Objective: Copy the material below line for line, leaving out the pictures.

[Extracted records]
________________________________________

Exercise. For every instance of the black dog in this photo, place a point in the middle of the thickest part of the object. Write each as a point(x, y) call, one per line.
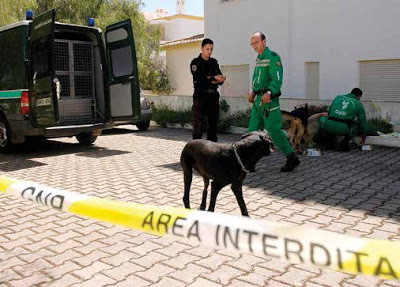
point(224, 164)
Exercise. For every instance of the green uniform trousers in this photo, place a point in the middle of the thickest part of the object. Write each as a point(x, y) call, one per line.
point(272, 123)
point(338, 128)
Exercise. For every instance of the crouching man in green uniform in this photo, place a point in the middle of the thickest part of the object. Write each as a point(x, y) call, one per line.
point(266, 113)
point(346, 117)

________________________________________

Finished answer:
Exercise. For every instance of the black dog in this photo, place a point in the middle of the thickest part of the object. Write each as a point(x, y) call, one per line.
point(224, 164)
Exercise. For every instance of the green uniform trousers in this photo, place a point in the middle of the thickest part of the object. Write each as a point(x, y) call, one per line.
point(272, 123)
point(338, 128)
Exercise. For every instance of the crouching man in green uniform in this photo, place a point in the middle of the thickest part of the object. Write each as a point(x, y) call, one per line.
point(266, 113)
point(346, 117)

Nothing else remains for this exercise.